- How to complete this task: From the entries below, copy every line where the string "rough" appears.

- Listed entries:
□ □ □ □ □

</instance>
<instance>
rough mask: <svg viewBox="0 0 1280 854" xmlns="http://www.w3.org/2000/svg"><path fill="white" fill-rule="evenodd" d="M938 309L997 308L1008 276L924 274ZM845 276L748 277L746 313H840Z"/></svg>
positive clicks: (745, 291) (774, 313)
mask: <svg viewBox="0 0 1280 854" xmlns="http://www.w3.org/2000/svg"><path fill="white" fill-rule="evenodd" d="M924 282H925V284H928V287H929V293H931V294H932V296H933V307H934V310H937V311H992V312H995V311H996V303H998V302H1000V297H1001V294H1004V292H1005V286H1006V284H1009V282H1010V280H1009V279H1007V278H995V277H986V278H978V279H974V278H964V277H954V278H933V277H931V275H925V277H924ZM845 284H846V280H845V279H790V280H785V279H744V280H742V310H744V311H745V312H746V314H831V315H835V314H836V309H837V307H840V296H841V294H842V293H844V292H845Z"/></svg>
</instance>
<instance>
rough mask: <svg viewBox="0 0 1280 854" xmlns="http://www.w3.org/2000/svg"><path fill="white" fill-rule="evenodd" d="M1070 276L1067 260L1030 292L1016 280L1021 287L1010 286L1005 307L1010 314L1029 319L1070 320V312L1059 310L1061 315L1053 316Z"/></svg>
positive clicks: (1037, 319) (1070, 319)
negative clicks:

□ □ □ □ □

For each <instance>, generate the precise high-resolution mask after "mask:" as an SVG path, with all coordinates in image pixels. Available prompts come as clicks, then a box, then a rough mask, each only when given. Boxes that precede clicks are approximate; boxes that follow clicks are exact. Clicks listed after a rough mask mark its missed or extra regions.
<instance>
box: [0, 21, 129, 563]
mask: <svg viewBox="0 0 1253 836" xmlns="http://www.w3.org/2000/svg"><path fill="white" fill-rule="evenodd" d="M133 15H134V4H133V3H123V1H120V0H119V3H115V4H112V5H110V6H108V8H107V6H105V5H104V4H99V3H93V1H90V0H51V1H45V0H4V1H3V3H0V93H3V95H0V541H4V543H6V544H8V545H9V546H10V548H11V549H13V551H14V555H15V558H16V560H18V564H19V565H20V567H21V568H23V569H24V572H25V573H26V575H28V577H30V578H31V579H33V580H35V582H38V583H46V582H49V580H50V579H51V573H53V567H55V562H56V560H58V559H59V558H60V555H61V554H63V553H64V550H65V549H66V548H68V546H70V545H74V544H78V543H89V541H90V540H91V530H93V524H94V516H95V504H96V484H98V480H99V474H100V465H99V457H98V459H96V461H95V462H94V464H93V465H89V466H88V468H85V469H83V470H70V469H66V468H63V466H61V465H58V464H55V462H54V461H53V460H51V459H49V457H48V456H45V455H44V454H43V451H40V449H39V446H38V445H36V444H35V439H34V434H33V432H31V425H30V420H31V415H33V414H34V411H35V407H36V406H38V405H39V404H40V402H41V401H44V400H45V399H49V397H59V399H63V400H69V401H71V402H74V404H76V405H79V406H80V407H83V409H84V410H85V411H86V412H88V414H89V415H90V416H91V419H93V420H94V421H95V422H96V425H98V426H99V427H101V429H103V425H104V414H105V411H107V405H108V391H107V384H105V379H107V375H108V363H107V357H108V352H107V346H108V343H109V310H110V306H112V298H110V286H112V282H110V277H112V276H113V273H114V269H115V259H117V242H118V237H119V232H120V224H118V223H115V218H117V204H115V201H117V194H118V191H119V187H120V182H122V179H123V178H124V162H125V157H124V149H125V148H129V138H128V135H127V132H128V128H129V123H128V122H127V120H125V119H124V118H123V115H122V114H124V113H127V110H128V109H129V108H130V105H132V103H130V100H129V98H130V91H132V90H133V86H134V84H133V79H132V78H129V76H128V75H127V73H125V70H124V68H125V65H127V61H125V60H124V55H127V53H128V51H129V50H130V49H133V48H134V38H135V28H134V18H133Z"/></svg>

□ □ □ □ □

- Solution for this exercise:
rough mask: <svg viewBox="0 0 1280 854" xmlns="http://www.w3.org/2000/svg"><path fill="white" fill-rule="evenodd" d="M938 309L997 308L1008 276L924 274ZM845 276L748 277L746 313H840Z"/></svg>
rough mask: <svg viewBox="0 0 1280 854" xmlns="http://www.w3.org/2000/svg"><path fill="white" fill-rule="evenodd" d="M1070 276L1067 260L1030 292L1016 280L1021 287L1010 286L1005 307L1010 314L1029 319L1070 320V312L1059 310L1061 315L1053 316Z"/></svg>
For each <instance>, generate the precise high-resolution mask after "mask:" as an SVG path, with all coordinates in image pixels. Available prompts come as clicks, then a box, then a rough mask, each only when given. Boxes that precede clicks are approximate; boxes that follow clicks are exact. Clicks listed after a rough mask mark its missed or extra regions.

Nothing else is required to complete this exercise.